* DIRECTIONS
Reproduce the following records verbatim, line by line, changing nothing.

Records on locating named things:
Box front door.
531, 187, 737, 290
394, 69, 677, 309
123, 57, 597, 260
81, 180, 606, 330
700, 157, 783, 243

* RESPONSE
Box front door.
531, 187, 737, 290
394, 69, 677, 309
123, 57, 597, 260
81, 180, 606, 330
700, 157, 783, 243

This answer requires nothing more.